━━━ INFORMATION ━━━

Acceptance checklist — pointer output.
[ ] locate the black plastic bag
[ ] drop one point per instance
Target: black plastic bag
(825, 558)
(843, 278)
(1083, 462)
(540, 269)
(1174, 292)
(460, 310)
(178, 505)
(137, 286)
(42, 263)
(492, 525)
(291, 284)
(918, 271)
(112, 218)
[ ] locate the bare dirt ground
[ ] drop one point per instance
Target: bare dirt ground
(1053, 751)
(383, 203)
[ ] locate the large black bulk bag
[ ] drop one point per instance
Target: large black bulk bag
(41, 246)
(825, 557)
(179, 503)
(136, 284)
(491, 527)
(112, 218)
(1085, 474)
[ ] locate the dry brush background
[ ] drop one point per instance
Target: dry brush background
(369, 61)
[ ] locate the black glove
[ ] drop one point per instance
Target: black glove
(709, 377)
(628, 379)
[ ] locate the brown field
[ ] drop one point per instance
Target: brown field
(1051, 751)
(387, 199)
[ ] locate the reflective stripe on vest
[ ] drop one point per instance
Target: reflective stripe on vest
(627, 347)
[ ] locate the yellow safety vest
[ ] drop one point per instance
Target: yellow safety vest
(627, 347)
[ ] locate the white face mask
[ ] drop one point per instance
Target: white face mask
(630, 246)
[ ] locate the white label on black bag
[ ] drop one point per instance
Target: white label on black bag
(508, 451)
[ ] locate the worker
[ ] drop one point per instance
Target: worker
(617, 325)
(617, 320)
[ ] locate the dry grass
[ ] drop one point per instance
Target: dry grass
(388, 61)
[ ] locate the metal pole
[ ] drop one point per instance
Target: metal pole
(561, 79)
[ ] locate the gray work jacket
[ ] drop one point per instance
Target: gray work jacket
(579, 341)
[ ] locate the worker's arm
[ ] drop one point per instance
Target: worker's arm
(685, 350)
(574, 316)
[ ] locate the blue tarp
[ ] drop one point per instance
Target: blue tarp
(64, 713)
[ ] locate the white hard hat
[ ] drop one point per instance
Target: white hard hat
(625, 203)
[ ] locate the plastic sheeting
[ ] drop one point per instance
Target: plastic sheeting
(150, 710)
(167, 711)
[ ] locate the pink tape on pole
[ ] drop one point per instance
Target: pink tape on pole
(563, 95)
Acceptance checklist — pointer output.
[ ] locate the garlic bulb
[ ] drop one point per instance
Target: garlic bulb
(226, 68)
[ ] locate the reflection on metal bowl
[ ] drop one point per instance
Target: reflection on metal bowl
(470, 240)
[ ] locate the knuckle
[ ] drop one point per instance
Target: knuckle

━━━

ACTIVITY: Line by line, repeat the listing exactly as written.

SOLUTION TO THIS PROBLEM:
Acceptance checklist — pointer output.
[ ] locate the black plastic bag
[ ] drop one point per instance
Target: black plastic bag
(825, 558)
(843, 278)
(1083, 462)
(540, 269)
(1174, 292)
(460, 310)
(178, 505)
(137, 286)
(42, 263)
(492, 525)
(291, 284)
(918, 271)
(112, 218)
[ ] locate the bare dirt ground
[ ] drop one point per instance
Target: bare dirt ground
(1053, 751)
(383, 203)
[ ] locate the large black bulk bag
[ ] drop one point per instance
Target: large black bulk bag
(41, 246)
(825, 557)
(179, 503)
(136, 284)
(491, 527)
(112, 218)
(1085, 474)
[ ] locate the dry brush background
[ ] drop one point per instance
Target: dry brush background
(369, 61)
[ ] locate the black glove
[ ] drop one point per instance
Target: black glove
(709, 377)
(628, 379)
[ ] locate the brown field
[ ] drop one point per instance
Target: brown field
(1051, 751)
(387, 199)
[ ] locate the reflective stripe on vest
[ ] drop one point per instance
Target: reflective stripe on vest
(627, 347)
[ ] locate the yellow safety vest
[ ] drop one point per instance
Target: yellow safety vest
(627, 347)
[ ] locate the white face mask
[ ] drop one point per instance
Target: white face mask
(630, 246)
[ ] locate the white label on black bag
[ ] drop one point per instance
Target: white label on black bag
(508, 451)
[ ] locate the worker
[ ] drop one point per instance
Target: worker
(617, 325)
(617, 320)
[ ] locate the dry grass
[ ] drop one point per instance
Target: dry grass
(388, 61)
[ ] locate the metal pole
[ ] drop one point per instance
Target: metal pole
(561, 79)
[ ] locate the gray work jacket
[ ] drop one point per instance
Target: gray work jacket
(579, 341)
[ ] locate the worker's arm
[ ] drop one point per instance
Target: worker's arm
(685, 350)
(574, 316)
[ ] locate the blue tarp
[ ] drop one point per instance
Target: blue tarp
(64, 713)
[ ] locate the white hard hat
[ ] drop one point per instance
Target: white hard hat
(625, 203)
[ ] locate the plastic sheeting
[ ] drop one point per instance
Target: plastic sheeting
(150, 710)
(167, 711)
[ ] locate the pink tape on pole
[ ] drop one point per instance
Target: pink tape on pole
(563, 95)
Acceptance checklist — pointer output.
[ ] locate the garlic bulb
[ ] drop one point per instance
Target: garlic bulb
(226, 68)
[ ] locate the reflection on metal bowl
[ ] drop one point per instance
Target: reflection on metal bowl
(470, 240)
[ ] locate the knuckle
[ ] drop one point per instance
Target: knuckle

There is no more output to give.